Problem set:
[A] From the NICU screening abstract, extract the text between "The rates of" and "among NICU families.", inclusive.
[B] Translate this sentence from the NICU screening abstract into Spanish: "Screening rates did not vary by race/ethnicity or language."
[C] Rewrite the paragraph of the NICU screening abstract that begins "The rates of systematic screening increased" as a bulleted list that keeps its main facts.

── Selected text

Social risk screening is recommended by the American Academy of Pediatrics, but this practice is underutilized in NICUs. To address this gap in social care, we aimed to increase rates of: (1) systematic social risk screening and (2) connection with community resources, each to ≥50% over a 14-month period.
We conducted a quality improvement initiative from November 2020 to January 2022. We adapted a screening tool and used Plan-Do-Study-Act cycles to integrate screening and referral to resources into clinical workflow. Primary outcome measures included the percentage of (1) families screened and (2) connection with resources. We examined screening by maternal race/ethnicity and primary language. Process measures were (1) time from admission to screening and (2) percentage of referrals provided to families reporting unmet needs and requesting assistance. We used statistical process control to assess change over time and χ2 tests to compare screening by race/ethnicity and language.
The rates of systematic screening increased from 0% to 49%. Among 103 families screened, 84% had ≥1, and 64% had ≥2 unmet needs, with a total of 221 needs reported. Education, employment, transportation, and food were the most common needs. Screening rates did not vary by race/ethnicity or language. Among families requesting assistance, 98% received referrals. The iterative improvement of a written resource guide and community partnerships led to increased rates of connection with resources from 21% to 52%.
Leveraging existing staff, our social risk screening and referral intervention built the capacity to address the high burden of unmet needs among NICU families.

────
── Supplied material

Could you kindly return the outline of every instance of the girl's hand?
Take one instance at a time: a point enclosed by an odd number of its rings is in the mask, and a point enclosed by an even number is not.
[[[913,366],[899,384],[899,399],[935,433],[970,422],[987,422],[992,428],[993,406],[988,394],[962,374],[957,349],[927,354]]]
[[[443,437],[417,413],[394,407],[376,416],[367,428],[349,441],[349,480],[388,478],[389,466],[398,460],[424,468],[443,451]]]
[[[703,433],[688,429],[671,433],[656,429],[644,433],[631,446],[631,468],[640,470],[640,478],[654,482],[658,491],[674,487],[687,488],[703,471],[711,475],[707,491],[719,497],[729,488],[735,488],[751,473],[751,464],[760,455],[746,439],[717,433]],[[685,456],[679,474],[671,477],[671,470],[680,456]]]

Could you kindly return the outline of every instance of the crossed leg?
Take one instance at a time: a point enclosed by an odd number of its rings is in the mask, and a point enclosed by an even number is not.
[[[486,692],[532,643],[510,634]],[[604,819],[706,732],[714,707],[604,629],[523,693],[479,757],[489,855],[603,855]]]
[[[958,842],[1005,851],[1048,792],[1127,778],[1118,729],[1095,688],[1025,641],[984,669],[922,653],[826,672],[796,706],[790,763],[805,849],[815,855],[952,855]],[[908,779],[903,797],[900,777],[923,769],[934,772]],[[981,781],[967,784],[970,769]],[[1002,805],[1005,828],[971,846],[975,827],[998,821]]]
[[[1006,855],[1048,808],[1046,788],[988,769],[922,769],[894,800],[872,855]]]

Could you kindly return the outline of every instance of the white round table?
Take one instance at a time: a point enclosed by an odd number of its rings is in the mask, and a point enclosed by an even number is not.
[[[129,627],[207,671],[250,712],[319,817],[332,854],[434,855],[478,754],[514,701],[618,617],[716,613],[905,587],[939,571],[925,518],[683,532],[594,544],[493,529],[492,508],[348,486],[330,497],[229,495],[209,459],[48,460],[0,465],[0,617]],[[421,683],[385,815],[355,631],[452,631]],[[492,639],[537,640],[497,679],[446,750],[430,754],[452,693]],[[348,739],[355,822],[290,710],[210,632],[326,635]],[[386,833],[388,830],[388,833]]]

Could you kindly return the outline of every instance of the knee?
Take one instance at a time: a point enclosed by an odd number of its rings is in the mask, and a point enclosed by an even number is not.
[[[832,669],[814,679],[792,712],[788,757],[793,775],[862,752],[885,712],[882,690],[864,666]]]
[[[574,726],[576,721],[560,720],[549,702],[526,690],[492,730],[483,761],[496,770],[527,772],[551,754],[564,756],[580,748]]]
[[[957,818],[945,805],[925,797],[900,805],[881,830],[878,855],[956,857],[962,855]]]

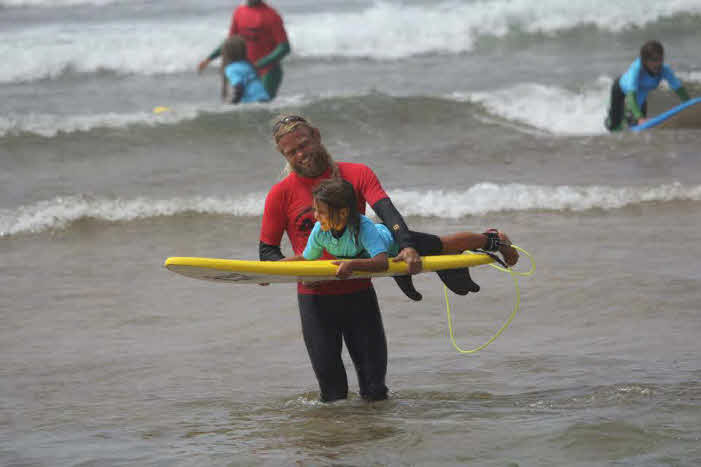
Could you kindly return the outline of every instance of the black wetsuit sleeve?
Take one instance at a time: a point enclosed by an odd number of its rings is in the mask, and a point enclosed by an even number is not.
[[[411,233],[409,233],[409,227],[407,227],[404,218],[399,214],[397,208],[392,204],[392,200],[389,198],[382,198],[372,205],[372,209],[382,220],[382,223],[392,232],[392,236],[394,236],[394,239],[399,245],[399,251],[404,248],[416,248],[411,238]]]
[[[261,261],[280,261],[285,257],[280,245],[268,245],[263,242],[258,244],[258,256]]]

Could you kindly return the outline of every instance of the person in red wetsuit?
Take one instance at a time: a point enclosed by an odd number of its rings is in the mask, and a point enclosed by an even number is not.
[[[246,58],[258,71],[265,90],[273,99],[282,84],[281,60],[290,53],[290,43],[282,18],[262,0],[247,0],[231,16],[229,36],[239,35],[246,41]],[[218,47],[198,65],[202,72],[221,55]]]
[[[426,235],[435,239],[426,238],[421,244],[415,244],[416,237],[407,228],[372,169],[364,164],[334,161],[321,143],[320,131],[304,117],[279,117],[273,127],[273,138],[287,161],[289,174],[270,189],[265,199],[259,243],[261,261],[285,259],[280,249],[284,233],[287,233],[294,254],[303,253],[315,223],[312,189],[331,177],[350,182],[356,191],[358,211],[365,213],[365,205],[369,204],[392,232],[399,248],[393,261],[405,261],[409,272],[414,274],[421,270],[417,248],[422,250],[421,254],[440,254],[443,245],[436,236]],[[502,240],[508,238],[501,232],[485,233],[484,245],[476,247],[490,248],[491,243],[492,249],[496,250]],[[324,251],[322,258],[334,257]],[[466,279],[469,277],[458,277],[453,285]],[[407,295],[420,299],[410,279],[403,285],[400,287]],[[474,284],[470,281],[468,285]],[[418,297],[412,297],[412,294]],[[348,379],[341,358],[344,342],[358,375],[360,396],[369,401],[386,399],[387,341],[377,295],[370,280],[300,282],[297,301],[304,342],[321,391],[320,399],[331,402],[348,396]]]

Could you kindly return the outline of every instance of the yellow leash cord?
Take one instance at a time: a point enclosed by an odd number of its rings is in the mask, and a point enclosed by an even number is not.
[[[513,321],[514,317],[516,316],[516,312],[518,311],[519,306],[521,305],[521,289],[518,285],[518,276],[522,276],[522,277],[532,276],[533,273],[535,272],[535,260],[533,259],[533,256],[531,256],[531,254],[528,253],[523,248],[518,247],[518,246],[513,245],[513,244],[511,246],[528,257],[528,259],[531,261],[531,269],[528,272],[516,272],[516,271],[512,270],[511,268],[503,268],[503,267],[497,266],[496,264],[493,264],[493,263],[489,264],[491,267],[493,267],[497,271],[507,272],[511,275],[511,278],[514,281],[514,288],[516,289],[516,301],[514,303],[514,310],[511,312],[511,315],[509,316],[509,318],[502,325],[502,327],[499,328],[499,330],[484,344],[482,344],[478,347],[475,347],[472,350],[464,350],[464,349],[461,349],[460,346],[458,346],[458,344],[455,342],[455,336],[453,335],[453,318],[451,318],[451,316],[450,316],[450,302],[448,301],[448,288],[445,285],[443,286],[443,293],[445,295],[446,313],[448,315],[448,331],[450,332],[450,343],[453,344],[453,347],[455,347],[455,350],[457,350],[458,352],[460,352],[462,354],[469,354],[469,353],[478,352],[478,351],[484,349],[485,347],[487,347],[492,342],[494,342],[494,340],[497,337],[499,337],[501,335],[501,333],[504,332],[504,330],[509,326],[511,321]],[[474,255],[476,253],[473,253],[472,251],[467,250],[467,251],[465,251],[465,254]]]

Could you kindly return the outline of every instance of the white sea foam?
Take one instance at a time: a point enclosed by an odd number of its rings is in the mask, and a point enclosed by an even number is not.
[[[470,51],[479,37],[514,31],[551,35],[594,25],[620,32],[679,13],[699,14],[701,2],[481,0],[426,7],[378,1],[358,12],[292,16],[288,22],[298,55],[383,59]]]
[[[139,0],[0,0],[0,7],[68,7],[77,5],[104,6],[113,3],[134,3]]]
[[[59,4],[81,1],[109,2],[62,0]],[[6,6],[55,4],[53,0],[0,2]],[[430,6],[378,1],[354,12],[305,14],[285,14],[279,8],[293,55],[373,59],[464,52],[472,50],[479,37],[503,37],[514,31],[556,34],[595,25],[616,32],[675,14],[701,14],[698,0],[450,0]],[[124,74],[193,71],[203,54],[224,38],[228,21],[228,12],[222,12],[109,23],[62,21],[4,31],[0,33],[0,83],[54,78],[66,70]]]
[[[393,190],[390,196],[405,216],[454,219],[500,211],[609,210],[651,201],[701,201],[701,185],[672,183],[651,187],[611,187],[479,183],[466,191]],[[264,200],[264,193],[241,198],[193,197],[163,200],[60,197],[0,211],[0,236],[64,229],[81,219],[129,222],[186,212],[260,216]]]
[[[32,133],[52,138],[59,133],[90,131],[95,128],[126,128],[129,125],[173,125],[183,121],[194,120],[207,114],[252,111],[261,106],[272,109],[289,105],[304,105],[304,96],[285,96],[274,103],[246,104],[232,106],[229,104],[179,105],[162,113],[142,111],[132,113],[97,113],[88,115],[28,114],[0,115],[0,137]]]
[[[682,81],[701,83],[701,71],[677,71],[675,73]]]
[[[481,103],[490,113],[559,135],[606,132],[604,117],[611,78],[600,77],[579,92],[557,86],[523,83],[506,89],[452,97]]]
[[[264,194],[244,198],[194,197],[154,200],[106,199],[90,196],[58,197],[16,210],[0,211],[0,236],[63,229],[81,219],[128,222],[186,212],[253,216],[262,212]]]

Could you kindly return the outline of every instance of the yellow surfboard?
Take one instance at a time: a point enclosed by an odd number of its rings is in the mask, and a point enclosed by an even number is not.
[[[469,268],[489,264],[494,259],[484,253],[421,257],[421,272]],[[297,282],[338,280],[333,260],[317,261],[247,261],[238,259],[170,257],[164,266],[173,272],[194,279],[237,284],[261,282]],[[401,276],[407,273],[403,261],[389,262],[382,272],[354,272],[353,278]]]

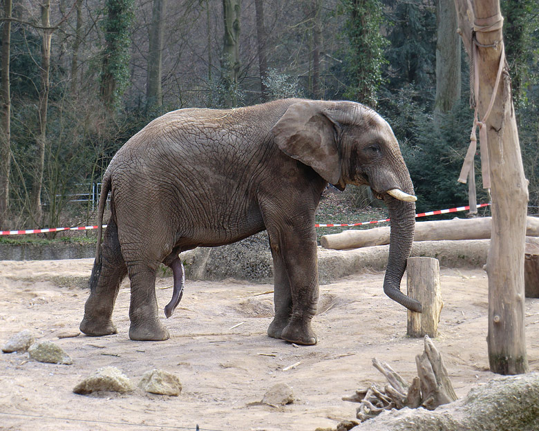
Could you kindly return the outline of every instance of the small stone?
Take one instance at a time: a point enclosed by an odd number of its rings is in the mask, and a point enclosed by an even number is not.
[[[52,341],[39,341],[35,343],[28,349],[28,354],[32,359],[48,363],[59,363],[70,365],[73,363],[62,347]]]
[[[292,387],[286,383],[277,383],[267,390],[262,402],[273,405],[285,405],[294,403],[294,398]]]
[[[13,352],[26,352],[34,343],[34,336],[28,329],[15,334],[3,345],[2,352],[12,353]]]
[[[56,334],[56,336],[59,339],[62,338],[74,338],[80,335],[79,331],[62,331]]]
[[[115,367],[104,367],[77,385],[73,392],[81,395],[99,391],[125,394],[134,389],[131,380],[122,371]]]
[[[167,371],[162,370],[151,370],[146,371],[138,383],[146,392],[178,396],[182,392],[182,384],[180,379]]]

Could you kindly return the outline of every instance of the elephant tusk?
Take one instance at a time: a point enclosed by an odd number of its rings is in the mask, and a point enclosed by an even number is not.
[[[417,196],[408,195],[399,189],[392,189],[391,190],[388,190],[387,193],[395,199],[398,199],[399,200],[404,200],[405,202],[415,202],[417,200]]]

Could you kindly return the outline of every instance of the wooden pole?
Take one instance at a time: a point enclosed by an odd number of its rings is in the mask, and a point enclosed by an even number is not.
[[[470,207],[470,211],[468,213],[470,216],[476,215],[477,213],[477,198],[475,191],[475,167],[473,164],[471,165],[468,176],[468,204]]]
[[[439,262],[433,258],[408,258],[408,296],[423,305],[421,313],[408,310],[406,335],[438,336],[439,314],[444,307],[439,283]]]
[[[528,371],[524,327],[528,182],[524,176],[511,78],[504,55],[500,0],[473,0],[473,10],[469,9],[469,0],[455,0],[455,3],[459,33],[469,55],[474,51],[477,54],[472,55],[471,63],[477,68],[475,75],[478,79],[475,99],[488,140],[490,166],[487,172],[491,179],[493,219],[486,262],[489,361],[493,372],[522,374]],[[493,95],[490,115],[486,115],[500,64],[503,67],[501,80]],[[482,144],[484,140],[481,140]]]

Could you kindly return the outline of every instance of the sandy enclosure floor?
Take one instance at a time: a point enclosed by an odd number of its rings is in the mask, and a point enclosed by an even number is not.
[[[163,318],[171,334],[167,341],[129,339],[126,282],[114,312],[117,334],[59,339],[78,330],[88,295],[82,285],[91,265],[91,259],[0,262],[0,343],[28,329],[73,359],[72,365],[60,365],[29,361],[26,353],[1,354],[0,429],[195,430],[198,424],[202,430],[314,431],[354,418],[357,405],[341,396],[384,383],[372,358],[387,361],[408,381],[417,374],[415,356],[422,352],[423,341],[406,336],[406,310],[384,295],[383,274],[321,287],[316,346],[267,337],[272,286],[231,280],[188,280],[180,307],[171,318]],[[162,310],[171,284],[171,278],[158,280]],[[442,269],[442,289],[444,307],[435,343],[462,396],[494,376],[486,356],[486,276],[479,269]],[[526,314],[530,369],[539,371],[538,300],[526,300]],[[107,365],[121,369],[135,384],[144,372],[161,368],[178,376],[183,390],[178,397],[140,390],[124,395],[72,392]],[[250,405],[281,382],[293,387],[293,404]]]

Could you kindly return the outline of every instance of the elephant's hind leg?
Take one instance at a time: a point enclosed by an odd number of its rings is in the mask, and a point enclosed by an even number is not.
[[[127,274],[127,267],[120,251],[118,231],[113,220],[105,231],[101,260],[94,262],[90,279],[90,296],[84,306],[80,330],[86,335],[100,336],[116,334],[112,321],[114,303],[120,284]]]
[[[272,247],[274,266],[274,301],[275,317],[267,328],[267,335],[274,338],[280,338],[283,329],[288,325],[292,311],[290,282],[285,268],[283,258],[278,247]]]
[[[155,272],[154,267],[138,262],[129,265],[131,282],[131,300],[129,307],[129,338],[141,341],[162,341],[170,336],[158,316],[155,297]]]

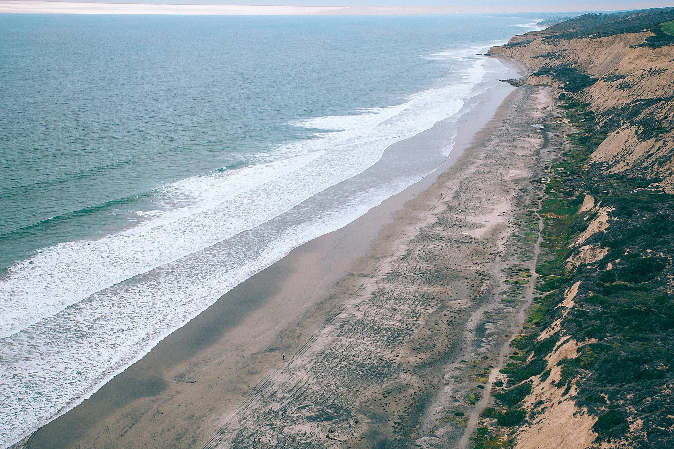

────

Task answers:
[A]
The rates of systematic screening increased from 0% to 49%. Among 103 families screened, 84% had ≥1, and 64% had ≥2 unmet needs, with a total of 221 needs reported. Education, employment, transportation, and food were the most common needs. Screening rates did not vary by race/ethnicity or language. Among families requesting assistance, 98% received referrals. The iterative improvement of a written resource guide and community partnerships led to increased rates of connection with resources from 21% to 52%.
Leveraging existing staff, our social risk screening and referral intervention built the capacity to address the high burden of unmet needs among NICU families.

[B] Las tasas de tamizaje no variaron según la raza/etnia ni el idioma.

[C]
- Systematic screening rose from 0% to 49%.
- Of 103 families screened, 84% had at least one unmet need and 64% had at least two, for 221 needs in total.
- The most common needs were education, employment, transportation, and food.
- Screening rates did not vary by race/ethnicity or language.
- 98% of families requesting assistance received referrals.
- Connection with resources rose from 21% to 52% through iterative improvement of a written resource guide and community partnerships.